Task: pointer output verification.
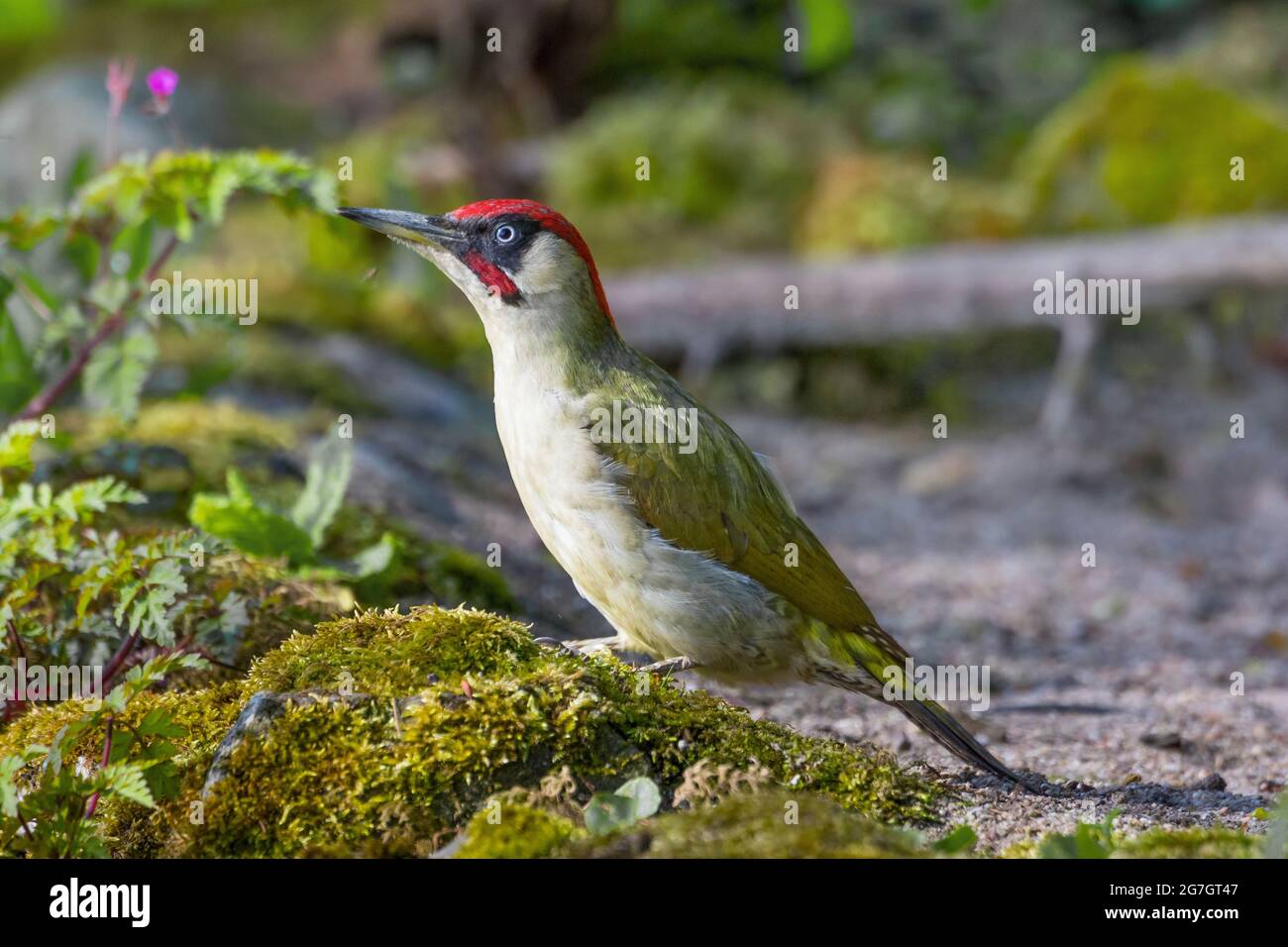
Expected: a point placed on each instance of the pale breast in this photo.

┄┄┄┄┄┄┄┄┄┄

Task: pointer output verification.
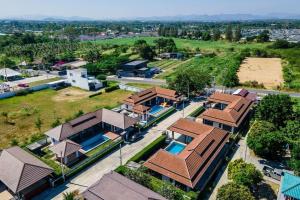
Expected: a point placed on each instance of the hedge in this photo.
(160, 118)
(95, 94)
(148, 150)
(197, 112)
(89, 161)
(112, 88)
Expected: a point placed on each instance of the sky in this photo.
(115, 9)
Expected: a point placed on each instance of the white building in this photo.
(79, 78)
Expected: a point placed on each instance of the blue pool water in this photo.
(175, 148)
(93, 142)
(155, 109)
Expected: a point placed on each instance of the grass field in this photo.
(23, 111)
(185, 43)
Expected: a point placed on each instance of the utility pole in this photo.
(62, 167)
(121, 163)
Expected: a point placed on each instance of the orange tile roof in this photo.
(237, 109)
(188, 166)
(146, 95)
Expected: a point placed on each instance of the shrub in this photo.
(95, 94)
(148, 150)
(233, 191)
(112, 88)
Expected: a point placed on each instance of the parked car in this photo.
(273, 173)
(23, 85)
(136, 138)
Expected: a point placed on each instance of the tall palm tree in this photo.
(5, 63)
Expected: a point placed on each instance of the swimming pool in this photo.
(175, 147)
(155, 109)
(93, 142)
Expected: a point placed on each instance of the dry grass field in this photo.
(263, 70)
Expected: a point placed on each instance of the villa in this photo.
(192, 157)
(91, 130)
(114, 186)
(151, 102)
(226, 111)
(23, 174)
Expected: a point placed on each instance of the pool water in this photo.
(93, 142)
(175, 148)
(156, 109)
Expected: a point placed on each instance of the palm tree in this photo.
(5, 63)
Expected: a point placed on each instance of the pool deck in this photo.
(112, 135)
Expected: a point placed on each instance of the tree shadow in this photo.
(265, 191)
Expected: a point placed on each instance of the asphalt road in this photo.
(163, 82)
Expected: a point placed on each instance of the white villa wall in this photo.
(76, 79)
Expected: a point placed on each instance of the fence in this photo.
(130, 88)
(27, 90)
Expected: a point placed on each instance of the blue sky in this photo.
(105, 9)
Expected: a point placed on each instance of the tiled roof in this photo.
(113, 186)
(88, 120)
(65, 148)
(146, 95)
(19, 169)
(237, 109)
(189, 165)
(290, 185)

┄┄┄┄┄┄┄┄┄┄

What is needed
Show each line in the rows above that contains the string "villa". Case counts.

Result for this exercise
Expected: a point placed on each instance of the villa in this photo.
Expected: a point placed on each instance of the white villa wall in this photo.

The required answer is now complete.